**What you are asked to do**:
Write each entry out again, exactly as it is written.

**Exercise data**:
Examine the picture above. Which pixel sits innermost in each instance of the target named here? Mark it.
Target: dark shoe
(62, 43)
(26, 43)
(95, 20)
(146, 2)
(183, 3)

**Reply**:
Examine the picture above. Which pixel sits innermost in each instance of the target named here? Mark it.
Target: dark shoe
(62, 43)
(26, 43)
(95, 20)
(146, 2)
(183, 3)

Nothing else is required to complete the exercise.